== SUPPLIED RECORDS ==

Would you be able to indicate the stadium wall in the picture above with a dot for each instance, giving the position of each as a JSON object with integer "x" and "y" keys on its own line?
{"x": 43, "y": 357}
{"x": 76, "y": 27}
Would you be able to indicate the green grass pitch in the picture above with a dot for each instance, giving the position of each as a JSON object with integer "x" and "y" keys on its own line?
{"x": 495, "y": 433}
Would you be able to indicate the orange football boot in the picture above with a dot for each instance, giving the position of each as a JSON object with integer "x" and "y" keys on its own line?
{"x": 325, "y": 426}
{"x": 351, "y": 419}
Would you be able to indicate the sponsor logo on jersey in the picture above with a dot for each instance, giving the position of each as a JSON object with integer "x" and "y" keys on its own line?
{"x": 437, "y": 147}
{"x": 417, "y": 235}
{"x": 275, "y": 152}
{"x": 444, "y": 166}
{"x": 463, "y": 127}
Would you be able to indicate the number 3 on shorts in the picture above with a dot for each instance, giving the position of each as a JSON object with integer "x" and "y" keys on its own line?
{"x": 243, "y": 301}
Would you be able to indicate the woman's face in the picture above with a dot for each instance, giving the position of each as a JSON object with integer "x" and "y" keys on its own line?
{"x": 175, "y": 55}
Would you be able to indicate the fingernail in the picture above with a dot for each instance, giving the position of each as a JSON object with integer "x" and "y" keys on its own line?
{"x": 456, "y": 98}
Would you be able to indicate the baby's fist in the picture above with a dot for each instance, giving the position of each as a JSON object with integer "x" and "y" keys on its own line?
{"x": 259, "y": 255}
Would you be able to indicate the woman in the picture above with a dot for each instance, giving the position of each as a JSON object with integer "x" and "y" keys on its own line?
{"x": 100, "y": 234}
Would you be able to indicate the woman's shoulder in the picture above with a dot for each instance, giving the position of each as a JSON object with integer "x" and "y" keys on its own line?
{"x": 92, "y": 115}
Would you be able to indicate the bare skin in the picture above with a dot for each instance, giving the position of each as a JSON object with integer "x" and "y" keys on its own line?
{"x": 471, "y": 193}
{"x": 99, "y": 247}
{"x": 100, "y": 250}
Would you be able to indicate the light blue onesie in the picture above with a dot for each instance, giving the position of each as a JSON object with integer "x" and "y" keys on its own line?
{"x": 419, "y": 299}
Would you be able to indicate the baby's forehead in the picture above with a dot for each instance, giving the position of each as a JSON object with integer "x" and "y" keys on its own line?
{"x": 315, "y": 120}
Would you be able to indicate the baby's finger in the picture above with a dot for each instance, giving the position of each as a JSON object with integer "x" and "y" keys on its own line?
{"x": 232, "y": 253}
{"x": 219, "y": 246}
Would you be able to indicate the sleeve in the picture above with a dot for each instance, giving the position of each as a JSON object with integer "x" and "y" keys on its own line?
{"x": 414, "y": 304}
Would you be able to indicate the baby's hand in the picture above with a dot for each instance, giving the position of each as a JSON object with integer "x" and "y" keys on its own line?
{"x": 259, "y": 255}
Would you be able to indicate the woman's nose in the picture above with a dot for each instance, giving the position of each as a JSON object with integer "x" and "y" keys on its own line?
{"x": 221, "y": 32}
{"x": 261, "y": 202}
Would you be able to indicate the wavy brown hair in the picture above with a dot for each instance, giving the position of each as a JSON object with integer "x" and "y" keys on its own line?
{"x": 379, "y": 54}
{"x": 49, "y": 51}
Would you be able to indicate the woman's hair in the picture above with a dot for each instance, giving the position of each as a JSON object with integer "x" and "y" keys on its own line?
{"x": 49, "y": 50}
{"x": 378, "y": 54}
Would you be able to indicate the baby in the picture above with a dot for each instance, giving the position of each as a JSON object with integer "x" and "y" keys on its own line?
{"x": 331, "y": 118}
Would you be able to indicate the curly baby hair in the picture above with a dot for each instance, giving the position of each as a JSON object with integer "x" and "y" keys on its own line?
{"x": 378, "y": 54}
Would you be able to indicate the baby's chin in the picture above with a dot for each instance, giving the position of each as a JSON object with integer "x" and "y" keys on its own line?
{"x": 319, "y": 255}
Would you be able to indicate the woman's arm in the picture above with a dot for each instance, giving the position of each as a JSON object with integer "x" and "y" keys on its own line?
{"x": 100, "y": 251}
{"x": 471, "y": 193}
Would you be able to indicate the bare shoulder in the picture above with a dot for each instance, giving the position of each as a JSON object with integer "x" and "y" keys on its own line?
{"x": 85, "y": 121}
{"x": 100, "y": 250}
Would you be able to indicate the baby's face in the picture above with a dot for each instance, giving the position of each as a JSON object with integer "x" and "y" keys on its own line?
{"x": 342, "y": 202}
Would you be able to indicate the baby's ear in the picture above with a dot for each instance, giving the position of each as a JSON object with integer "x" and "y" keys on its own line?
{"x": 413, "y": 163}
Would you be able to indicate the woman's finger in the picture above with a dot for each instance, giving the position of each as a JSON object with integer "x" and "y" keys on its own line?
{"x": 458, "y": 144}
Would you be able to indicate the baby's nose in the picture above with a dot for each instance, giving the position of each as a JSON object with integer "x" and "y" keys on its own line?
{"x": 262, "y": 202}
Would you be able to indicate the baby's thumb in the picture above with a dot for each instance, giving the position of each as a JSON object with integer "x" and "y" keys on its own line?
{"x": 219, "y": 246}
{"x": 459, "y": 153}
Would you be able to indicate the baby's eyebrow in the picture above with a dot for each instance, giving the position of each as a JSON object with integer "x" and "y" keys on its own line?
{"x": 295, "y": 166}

===

WORK ITEM |
Only the lines from the one with "Would you be able to indicate the baby's eyebrow" to the end of the entries above belong in your answer. Retype them exactly.

RESPONSE BELOW |
Would you be able to indicate the baby's eyebrow in the picture above with a dot for each instance, giving the position of each as a JSON object with integer "x" and "y" keys on its own line?
{"x": 295, "y": 166}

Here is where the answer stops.